Dokument:
Darum jagen aktivistische Hedgefonds eher frauengeführten Firmen nach
Kommunikation statt Konflikt: Weibliche CEOs sind für Hedgefonds offensichtlich interessanter, da Frauen an der Unternehmensspitze für aktivistische Aktionäre ansprechbarer als Männer sind. Frauen suchen offensichtlich eher das Gespräch und nach konstruktiven Lösungen.
Wer hätte das gedacht: Der Wert frauengeführter Unternehmen wird durch die Intervention aktivistischer Investoren stärker erhöht als der von Unternehmen mit männlichen CEOs. Das geht aus einer aktuellen Veröffentlichung von Iftekhar Hasan (Fordham University und IWH) und Qiang Wu (Rensselaer Polytechnic Institute, RPI) am Leibniz Institut für Wirtschaftsforschung Halle (IWH) hervor. „Die Ergebnisse zeigen, dass weibliche CEOs aufgrund ihrer starken kommunikativen und zwischenmenschlichen Fähigkeiten besonders von der Intervention von aktivistischen Hedgefonds profitieren“, erklärt Iftekhar Hasan. Denn im Durchschnitt erhöht das Eingreifen eines aktivistischen Hedgefonds den Wert des Unternehmens ex post. Um das zu erreichen, setzen aktivistische Hedgefonds wie Carl Icahn, Trian Fundmanagement oder Elliott bevorzugt auf Kommunikation und Kooperation mit dem Management.
Set-Up der Studie
Für die Studie wurde eine Stichprobe von 42.831 US-Firmendaten und 2.410 Ereignissen aktivistischer Hedgefonds in der Zeitspanne von 2003 bis 2018 analysiert. In diesem Zeitraum stieg die wirtschaftliche Bedeutung aktivistischer Hedgefonds zudem signifikant. Verwalteten sie 2003 in den USA noch zwölf Milliarden US-Dollar, waren es 2018 bereits mehr als 100 Milliarden US-Dollar. Für die Erhebung gingen die Wissenschaftler folgenden Fragen nach: Gibt es einen systematischen Zusammenhang zwischen weiblichen CEOs und aktivistischen Hedgefonds und falls ja, warum? Gehen diese Investoren bei weiblichen CEOs anders vor als bei männlichen? Schneiden von Frauen geführte Zielfirmen nach der Beteiligung anders ab?

Aufgabenstellung:
Zähle alle aktivistischen Hedgefonds auf, die der Text über Hedgefonds und weibliche CEOs beim Namen nennt.

Bereitgestellte Daten:
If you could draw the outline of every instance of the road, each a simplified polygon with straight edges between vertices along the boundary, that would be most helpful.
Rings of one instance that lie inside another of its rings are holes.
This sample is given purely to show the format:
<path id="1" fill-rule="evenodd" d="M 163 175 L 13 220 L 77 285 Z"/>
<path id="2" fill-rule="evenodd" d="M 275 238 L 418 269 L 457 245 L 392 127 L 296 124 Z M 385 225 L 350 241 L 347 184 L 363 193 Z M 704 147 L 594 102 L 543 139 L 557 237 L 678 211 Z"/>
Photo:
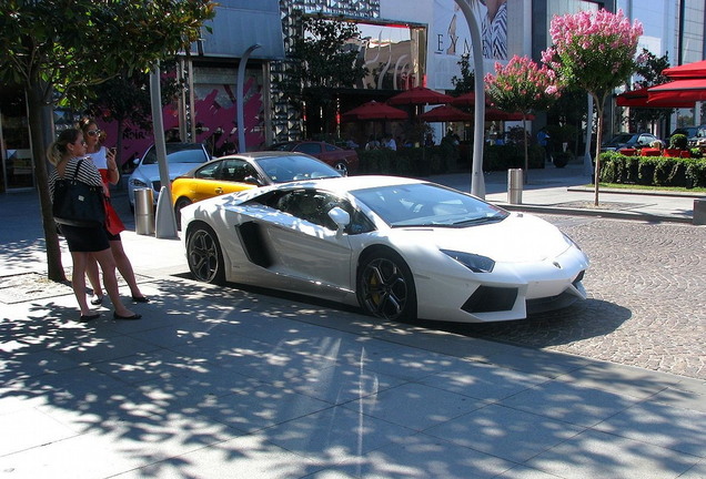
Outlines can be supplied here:
<path id="1" fill-rule="evenodd" d="M 589 256 L 588 300 L 528 320 L 444 329 L 706 379 L 706 230 L 543 217 Z"/>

Lösung:
Carl Icahn, Trian Fundmanagement, Elliott